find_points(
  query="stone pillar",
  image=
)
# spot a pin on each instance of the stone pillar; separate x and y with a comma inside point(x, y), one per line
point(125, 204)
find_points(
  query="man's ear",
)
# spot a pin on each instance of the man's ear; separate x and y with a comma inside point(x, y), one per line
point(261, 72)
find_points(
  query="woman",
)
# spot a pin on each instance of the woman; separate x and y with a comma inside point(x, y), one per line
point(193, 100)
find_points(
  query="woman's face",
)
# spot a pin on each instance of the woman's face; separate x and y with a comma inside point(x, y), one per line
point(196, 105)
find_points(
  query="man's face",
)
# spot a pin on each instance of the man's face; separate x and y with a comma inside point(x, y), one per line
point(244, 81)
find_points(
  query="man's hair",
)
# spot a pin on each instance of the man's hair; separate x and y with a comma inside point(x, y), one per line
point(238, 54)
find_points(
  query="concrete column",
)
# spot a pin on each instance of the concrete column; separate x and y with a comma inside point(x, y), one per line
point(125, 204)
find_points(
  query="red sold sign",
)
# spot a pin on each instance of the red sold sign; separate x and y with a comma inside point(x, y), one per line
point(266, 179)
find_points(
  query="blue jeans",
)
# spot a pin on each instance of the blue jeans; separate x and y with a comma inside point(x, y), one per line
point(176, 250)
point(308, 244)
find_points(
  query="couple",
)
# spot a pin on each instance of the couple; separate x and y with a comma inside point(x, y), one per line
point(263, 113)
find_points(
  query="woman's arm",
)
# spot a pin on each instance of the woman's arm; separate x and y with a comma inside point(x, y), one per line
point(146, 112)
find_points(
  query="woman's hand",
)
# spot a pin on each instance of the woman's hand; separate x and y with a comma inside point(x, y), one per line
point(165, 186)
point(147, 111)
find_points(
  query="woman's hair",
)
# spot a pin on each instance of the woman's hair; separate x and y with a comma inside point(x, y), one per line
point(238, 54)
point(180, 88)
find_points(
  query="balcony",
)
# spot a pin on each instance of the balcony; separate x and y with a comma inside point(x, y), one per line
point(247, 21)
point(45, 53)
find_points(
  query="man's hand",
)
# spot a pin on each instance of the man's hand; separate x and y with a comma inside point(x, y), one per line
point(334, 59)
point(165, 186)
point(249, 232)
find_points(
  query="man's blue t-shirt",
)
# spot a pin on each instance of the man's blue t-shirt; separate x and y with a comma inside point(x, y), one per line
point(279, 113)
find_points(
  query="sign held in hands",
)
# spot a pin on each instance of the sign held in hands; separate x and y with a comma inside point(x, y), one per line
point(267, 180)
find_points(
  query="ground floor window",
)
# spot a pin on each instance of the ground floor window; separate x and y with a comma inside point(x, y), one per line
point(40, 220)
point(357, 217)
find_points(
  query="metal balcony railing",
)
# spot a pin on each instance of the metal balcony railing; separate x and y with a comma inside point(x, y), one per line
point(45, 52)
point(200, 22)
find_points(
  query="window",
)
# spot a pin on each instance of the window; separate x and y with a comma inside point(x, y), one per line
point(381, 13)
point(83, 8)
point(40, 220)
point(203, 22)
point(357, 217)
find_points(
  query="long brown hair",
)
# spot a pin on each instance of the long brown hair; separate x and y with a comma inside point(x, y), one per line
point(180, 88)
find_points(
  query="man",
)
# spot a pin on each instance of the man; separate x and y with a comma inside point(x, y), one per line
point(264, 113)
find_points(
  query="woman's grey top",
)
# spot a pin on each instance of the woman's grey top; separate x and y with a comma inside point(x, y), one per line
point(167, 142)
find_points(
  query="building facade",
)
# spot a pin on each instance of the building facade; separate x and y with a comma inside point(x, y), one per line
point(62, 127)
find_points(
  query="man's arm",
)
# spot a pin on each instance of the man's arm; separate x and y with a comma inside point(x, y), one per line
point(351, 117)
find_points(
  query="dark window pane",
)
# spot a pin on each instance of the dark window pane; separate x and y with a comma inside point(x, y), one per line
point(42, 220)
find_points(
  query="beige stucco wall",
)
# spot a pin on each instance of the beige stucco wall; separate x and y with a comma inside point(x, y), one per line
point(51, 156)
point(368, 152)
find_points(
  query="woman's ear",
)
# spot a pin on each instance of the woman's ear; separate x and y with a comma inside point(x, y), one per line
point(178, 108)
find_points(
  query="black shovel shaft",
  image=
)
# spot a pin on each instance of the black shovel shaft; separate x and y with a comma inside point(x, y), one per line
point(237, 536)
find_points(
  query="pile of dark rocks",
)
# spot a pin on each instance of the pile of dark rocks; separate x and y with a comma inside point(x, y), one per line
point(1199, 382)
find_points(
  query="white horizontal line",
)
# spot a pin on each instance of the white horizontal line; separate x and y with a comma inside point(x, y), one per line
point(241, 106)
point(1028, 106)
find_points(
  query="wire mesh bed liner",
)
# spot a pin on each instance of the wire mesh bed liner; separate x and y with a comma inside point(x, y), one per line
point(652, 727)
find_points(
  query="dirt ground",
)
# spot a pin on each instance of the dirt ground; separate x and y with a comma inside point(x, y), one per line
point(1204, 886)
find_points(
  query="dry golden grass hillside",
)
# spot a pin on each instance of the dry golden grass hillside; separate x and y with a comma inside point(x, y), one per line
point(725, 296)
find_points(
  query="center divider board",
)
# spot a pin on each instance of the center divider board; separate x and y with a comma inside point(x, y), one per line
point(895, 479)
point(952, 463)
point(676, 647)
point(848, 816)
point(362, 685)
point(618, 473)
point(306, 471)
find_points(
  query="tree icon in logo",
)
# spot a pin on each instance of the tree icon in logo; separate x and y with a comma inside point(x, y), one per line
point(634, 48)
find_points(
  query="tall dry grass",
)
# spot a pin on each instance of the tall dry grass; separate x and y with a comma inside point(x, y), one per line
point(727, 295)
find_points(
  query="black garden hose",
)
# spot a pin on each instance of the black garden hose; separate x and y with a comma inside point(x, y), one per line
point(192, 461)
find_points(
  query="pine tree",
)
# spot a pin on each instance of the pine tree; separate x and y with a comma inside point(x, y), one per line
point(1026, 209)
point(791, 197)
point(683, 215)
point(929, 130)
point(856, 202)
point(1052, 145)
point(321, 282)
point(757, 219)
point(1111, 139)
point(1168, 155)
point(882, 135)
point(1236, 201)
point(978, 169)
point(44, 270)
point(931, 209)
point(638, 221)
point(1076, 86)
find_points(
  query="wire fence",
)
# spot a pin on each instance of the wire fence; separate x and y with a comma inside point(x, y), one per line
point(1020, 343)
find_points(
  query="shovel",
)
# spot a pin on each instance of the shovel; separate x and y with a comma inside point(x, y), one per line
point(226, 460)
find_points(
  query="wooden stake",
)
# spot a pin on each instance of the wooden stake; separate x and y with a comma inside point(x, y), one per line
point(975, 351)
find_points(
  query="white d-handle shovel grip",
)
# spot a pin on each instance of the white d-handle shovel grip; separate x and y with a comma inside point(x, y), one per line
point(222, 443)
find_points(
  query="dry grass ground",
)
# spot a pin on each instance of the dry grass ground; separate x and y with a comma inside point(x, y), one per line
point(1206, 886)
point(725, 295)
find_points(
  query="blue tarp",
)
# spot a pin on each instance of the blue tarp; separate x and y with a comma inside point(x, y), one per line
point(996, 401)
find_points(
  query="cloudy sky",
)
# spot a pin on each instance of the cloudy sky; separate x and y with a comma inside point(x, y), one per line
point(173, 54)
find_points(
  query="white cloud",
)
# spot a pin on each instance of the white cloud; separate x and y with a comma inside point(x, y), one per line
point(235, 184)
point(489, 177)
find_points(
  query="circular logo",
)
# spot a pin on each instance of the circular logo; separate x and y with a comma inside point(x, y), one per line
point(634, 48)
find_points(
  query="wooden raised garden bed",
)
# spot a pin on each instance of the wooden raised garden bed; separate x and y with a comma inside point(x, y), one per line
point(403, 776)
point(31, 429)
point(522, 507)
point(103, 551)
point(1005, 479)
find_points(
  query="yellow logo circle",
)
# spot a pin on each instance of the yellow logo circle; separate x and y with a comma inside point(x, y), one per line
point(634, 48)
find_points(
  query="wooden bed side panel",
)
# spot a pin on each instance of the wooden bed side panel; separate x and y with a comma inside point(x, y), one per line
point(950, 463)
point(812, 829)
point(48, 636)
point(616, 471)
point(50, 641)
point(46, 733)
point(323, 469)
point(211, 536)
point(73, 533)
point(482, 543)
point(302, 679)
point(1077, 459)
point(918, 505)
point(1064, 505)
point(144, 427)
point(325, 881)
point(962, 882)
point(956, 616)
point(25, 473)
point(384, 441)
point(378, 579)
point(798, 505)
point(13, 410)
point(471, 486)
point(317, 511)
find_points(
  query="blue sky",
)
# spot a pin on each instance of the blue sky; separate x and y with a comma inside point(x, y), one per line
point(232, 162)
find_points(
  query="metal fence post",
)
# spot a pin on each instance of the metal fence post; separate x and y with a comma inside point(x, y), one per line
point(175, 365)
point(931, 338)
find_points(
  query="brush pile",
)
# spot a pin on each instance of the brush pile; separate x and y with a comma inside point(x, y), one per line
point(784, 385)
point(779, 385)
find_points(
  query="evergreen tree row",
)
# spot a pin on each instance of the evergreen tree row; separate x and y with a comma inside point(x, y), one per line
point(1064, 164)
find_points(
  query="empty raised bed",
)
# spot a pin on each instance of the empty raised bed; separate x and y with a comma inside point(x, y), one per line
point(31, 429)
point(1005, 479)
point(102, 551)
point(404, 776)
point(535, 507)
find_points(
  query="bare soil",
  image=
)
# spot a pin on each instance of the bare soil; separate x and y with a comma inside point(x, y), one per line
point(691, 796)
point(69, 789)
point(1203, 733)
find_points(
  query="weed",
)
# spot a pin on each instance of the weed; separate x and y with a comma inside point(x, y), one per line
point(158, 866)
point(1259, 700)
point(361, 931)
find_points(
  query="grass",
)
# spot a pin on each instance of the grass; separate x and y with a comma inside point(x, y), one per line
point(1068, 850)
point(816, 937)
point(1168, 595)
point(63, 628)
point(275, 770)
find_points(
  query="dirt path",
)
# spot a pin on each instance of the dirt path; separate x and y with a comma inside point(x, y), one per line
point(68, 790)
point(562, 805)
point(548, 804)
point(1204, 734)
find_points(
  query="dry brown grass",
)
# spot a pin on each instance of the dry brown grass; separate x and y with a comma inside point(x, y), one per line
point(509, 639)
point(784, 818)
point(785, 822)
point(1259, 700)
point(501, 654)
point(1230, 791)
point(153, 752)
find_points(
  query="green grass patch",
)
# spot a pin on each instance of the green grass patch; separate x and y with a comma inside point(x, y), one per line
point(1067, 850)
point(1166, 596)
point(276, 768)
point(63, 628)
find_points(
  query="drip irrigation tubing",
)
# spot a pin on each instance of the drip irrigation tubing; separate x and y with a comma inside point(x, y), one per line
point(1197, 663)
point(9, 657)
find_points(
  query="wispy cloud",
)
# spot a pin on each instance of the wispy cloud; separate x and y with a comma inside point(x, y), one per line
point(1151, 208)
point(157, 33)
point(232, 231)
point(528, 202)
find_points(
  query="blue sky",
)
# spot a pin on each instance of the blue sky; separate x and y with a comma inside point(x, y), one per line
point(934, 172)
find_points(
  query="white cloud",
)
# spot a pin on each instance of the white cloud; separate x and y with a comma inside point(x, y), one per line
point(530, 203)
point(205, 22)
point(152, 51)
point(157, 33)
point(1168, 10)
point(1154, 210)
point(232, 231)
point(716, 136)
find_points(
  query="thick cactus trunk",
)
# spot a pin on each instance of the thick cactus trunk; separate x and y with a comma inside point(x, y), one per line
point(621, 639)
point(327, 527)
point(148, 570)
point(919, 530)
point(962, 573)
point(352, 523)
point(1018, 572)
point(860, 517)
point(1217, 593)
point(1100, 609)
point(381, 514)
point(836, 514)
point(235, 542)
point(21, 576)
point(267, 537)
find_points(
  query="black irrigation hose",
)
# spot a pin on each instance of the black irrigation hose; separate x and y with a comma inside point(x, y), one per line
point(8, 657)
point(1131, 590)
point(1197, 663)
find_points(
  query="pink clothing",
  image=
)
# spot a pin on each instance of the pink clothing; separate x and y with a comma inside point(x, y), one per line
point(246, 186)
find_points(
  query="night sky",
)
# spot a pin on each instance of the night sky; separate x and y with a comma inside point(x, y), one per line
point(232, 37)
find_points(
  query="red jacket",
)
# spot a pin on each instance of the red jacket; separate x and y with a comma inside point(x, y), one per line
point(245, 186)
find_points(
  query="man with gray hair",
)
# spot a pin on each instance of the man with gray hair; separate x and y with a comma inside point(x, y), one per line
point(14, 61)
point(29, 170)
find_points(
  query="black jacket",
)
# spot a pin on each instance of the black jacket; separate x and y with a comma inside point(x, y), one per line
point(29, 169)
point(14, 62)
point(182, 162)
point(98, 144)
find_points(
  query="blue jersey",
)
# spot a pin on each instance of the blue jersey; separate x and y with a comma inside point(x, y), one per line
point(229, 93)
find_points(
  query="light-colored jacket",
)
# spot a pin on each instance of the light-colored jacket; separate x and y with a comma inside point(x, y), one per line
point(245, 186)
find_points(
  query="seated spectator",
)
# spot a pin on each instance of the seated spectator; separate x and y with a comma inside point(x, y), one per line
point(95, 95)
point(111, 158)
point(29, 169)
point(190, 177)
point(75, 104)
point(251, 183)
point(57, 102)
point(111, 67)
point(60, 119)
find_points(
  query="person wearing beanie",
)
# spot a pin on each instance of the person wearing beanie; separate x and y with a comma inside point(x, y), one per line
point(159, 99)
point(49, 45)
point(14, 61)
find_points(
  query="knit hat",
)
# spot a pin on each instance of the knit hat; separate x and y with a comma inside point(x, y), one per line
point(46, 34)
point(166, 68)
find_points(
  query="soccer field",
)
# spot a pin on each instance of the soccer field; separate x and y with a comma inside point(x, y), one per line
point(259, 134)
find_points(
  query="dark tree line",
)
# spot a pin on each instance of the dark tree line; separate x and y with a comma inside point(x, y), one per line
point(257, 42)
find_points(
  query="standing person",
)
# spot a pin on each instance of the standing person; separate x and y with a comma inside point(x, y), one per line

===

### Written task
Could you rescale the material, beginning at its first line and stopping after the line that contains "point(261, 72)"? Reproduce every line, requests included, but multiply each point coordinate in the answers by 0.95 and round to whole numbers, with halves rounded up.

### Written answer
find_points(
  query="stone pillar",
  image=
)
# spot a pin on each instance of the stone pillar; separate x and y with a comma inside point(x, y), one per line
point(119, 194)
find_points(
  query="man's ear",
)
# spot a pin on each instance of the man's ear; separate x and y with a comma inside point(x, y), one per line
point(248, 68)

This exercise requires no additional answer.